* [BRIEF]: Transcribe each record exactly. Include every one.

··· PROVIDED INFORMATION ···

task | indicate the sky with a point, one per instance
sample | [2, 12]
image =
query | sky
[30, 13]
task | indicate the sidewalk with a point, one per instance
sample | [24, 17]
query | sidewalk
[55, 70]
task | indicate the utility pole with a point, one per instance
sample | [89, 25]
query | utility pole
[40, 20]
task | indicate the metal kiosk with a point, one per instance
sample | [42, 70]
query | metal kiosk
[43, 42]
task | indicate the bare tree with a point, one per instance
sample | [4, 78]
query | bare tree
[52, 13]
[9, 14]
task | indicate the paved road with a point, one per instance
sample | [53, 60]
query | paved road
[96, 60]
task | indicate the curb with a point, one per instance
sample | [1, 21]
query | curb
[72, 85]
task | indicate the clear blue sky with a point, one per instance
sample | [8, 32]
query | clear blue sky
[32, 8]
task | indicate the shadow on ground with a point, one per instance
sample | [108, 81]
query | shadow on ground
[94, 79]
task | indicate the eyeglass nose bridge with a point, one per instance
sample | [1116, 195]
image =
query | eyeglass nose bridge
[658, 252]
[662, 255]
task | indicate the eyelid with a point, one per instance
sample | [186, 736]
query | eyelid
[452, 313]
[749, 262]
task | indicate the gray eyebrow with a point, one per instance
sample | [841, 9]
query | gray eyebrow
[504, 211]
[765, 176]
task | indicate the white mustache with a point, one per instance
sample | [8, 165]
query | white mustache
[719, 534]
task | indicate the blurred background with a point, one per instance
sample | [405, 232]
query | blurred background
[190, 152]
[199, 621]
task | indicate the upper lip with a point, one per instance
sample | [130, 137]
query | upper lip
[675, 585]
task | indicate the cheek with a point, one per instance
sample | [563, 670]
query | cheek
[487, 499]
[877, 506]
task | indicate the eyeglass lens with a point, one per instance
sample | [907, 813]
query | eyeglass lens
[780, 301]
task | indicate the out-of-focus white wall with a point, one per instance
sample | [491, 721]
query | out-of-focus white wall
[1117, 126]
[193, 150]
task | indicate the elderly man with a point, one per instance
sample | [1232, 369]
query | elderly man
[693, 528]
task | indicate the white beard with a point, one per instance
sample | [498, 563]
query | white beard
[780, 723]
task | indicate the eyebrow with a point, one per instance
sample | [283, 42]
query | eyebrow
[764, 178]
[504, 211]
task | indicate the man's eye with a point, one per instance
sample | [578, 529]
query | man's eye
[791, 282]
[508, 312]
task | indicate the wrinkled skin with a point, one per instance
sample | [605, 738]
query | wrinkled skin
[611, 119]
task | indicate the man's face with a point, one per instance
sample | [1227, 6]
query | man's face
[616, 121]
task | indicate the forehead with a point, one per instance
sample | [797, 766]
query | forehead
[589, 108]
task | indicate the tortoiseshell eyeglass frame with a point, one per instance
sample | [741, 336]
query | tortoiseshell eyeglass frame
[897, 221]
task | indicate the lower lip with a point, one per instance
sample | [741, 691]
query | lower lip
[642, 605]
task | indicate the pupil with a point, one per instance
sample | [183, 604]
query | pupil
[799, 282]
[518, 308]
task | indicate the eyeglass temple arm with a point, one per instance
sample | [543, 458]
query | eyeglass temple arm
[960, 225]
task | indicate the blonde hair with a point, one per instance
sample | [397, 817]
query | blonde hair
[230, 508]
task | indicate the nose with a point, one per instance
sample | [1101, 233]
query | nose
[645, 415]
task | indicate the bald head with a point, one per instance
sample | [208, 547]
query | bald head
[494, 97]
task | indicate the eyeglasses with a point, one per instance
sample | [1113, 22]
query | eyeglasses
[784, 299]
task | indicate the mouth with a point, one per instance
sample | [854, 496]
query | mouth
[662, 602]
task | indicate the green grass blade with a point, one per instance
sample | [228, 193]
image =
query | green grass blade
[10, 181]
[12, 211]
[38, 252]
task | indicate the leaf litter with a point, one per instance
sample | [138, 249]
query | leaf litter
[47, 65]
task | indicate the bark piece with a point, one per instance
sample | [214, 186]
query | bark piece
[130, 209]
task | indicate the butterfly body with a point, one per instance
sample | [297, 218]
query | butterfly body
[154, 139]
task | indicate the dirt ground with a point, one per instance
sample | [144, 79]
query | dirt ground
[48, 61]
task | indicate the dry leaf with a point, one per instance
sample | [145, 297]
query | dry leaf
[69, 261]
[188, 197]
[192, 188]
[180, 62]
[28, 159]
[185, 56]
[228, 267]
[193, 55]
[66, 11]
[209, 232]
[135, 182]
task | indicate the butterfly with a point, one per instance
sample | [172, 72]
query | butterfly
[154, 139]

···

* [TASK SOLUTION]:
task | indicate the sky with a point, one per instance
sample | [2, 12]
image =
query | sky
[30, 13]
task | indicate the sidewalk with a point, one per instance
sample | [24, 17]
query | sidewalk
[55, 70]
task | indicate the utility pole with a point, one per instance
sample | [89, 25]
query | utility pole
[40, 20]
task | indicate the metal kiosk with a point, one per instance
sample | [42, 70]
query | metal kiosk
[43, 42]
task | indicate the bare tree with a point, one per instance
sample | [4, 78]
query | bare tree
[52, 13]
[9, 14]
task | indicate the paved road with a point, one per instance
sample | [53, 60]
query | paved road
[96, 60]
task | indicate the curb with a point, one per instance
sample | [1, 21]
query | curb
[72, 85]
task | indicate the clear blue sky with a point, one per instance
sample | [8, 32]
query | clear blue sky
[32, 8]
task | indicate the shadow on ground with a point, one per instance
sample | [108, 81]
query | shadow on ground
[94, 79]
task | indicate the eyeglass nose bridge with a point, one per instance
sample | [1116, 195]
image =
query | eyeglass nose bridge
[658, 252]
[662, 255]
task | indicate the eyelid with a point, one per instance
sample | [186, 736]
query | eyelid
[452, 313]
[749, 262]
task | indicate the gray eyebrow with a point, one per instance
sample | [841, 9]
query | gray eyebrow
[504, 211]
[765, 176]
task | indicate the white mustache with a point, one per instance
sample | [8, 165]
query | white mustache
[719, 534]
task | indicate the blurred background with a point, one per instance
sample | [405, 232]
query | blurred background
[190, 152]
[199, 621]
task | indicate the upper lip with a point, one per instance
sample | [130, 137]
query | upper lip
[675, 585]
task | indicate the cheek with a point, one per instance
sample | [563, 670]
query | cheek
[487, 499]
[877, 506]
task | indicate the eyeglass lens with a point, one per instance
sample | [907, 813]
query | eyeglass lens
[780, 301]
task | indicate the out-of-focus white wall with a point, one per instance
sample | [491, 721]
query | out-of-focus white wall
[1117, 126]
[193, 150]
task | indicate the elderly man with a point, one per instance
sample | [1232, 369]
query | elderly man
[693, 528]
task | indicate the white beard with a point, one per instance
sample | [498, 563]
query | white beard
[780, 723]
task | indicate the eyebrow with a point, one per instance
sample | [283, 42]
query | eyebrow
[764, 178]
[504, 211]
task | indicate the man's eye with a point, one per instance
sample | [578, 529]
query | man's eye
[791, 282]
[508, 312]
task | indicate the wrinkled skin with a point, one per instance
sample | [605, 738]
query | wrinkled skin
[611, 119]
task | indicate the man's face with a point, one per instance
sample | [1227, 6]
query | man's face
[616, 121]
task | indicate the forehead with a point, one per instance
sample | [797, 766]
query | forehead
[589, 108]
task | indicate the tortoiseshell eyeglass frame with a point, one per instance
sample | [741, 336]
query | tortoiseshell eyeglass frame
[897, 221]
task | indicate the lower lip with a point, one per instance
sample | [741, 691]
query | lower lip
[642, 605]
task | indicate the pupil with a point, one per instance
sample | [183, 604]
query | pupil
[799, 282]
[518, 308]
task | indicate the eyeglass temple arm with a point, one per instance
sample | [543, 458]
query | eyeglass temple arm
[960, 225]
task | indicate the blonde hair with a point, one per instance
sample | [397, 817]
query | blonde hair
[230, 508]
task | indicate the nose with a point, one per instance
sample | [1101, 233]
query | nose
[645, 415]
task | indicate the bald head with a point, one per instance
sample | [208, 547]
query | bald head
[494, 97]
task | indicate the eyeglasses with a point, one per instance
sample | [1113, 22]
query | eyeglasses
[784, 299]
task | indicate the mouth with a point, one per instance
sample | [854, 496]
query | mouth
[662, 602]
task | indicate the green grass blade with a point, one per instance
sample | [228, 193]
image =
query | green grass blade
[10, 181]
[12, 211]
[38, 252]
task | indicate the leaf litter with a point, one per instance
sample | [138, 249]
query | leaf litter
[47, 65]
task | indicate the bark piece with a point, one per instance
sample | [214, 186]
query | bark piece
[130, 209]
task | indicate the butterfly body with a point, one per instance
sample | [297, 218]
query | butterfly body
[154, 139]
task | indicate the dirt ground with a point, one per instance
sample | [144, 79]
query | dirt ground
[48, 61]
task | indicate the dry leaf with a point, one per instance
sample | [145, 297]
query | dry leaf
[69, 261]
[188, 197]
[192, 188]
[180, 62]
[28, 159]
[185, 56]
[228, 267]
[193, 55]
[66, 11]
[209, 232]
[135, 182]
task | indicate the butterfly with a point, one per instance
sample | [172, 72]
query | butterfly
[154, 139]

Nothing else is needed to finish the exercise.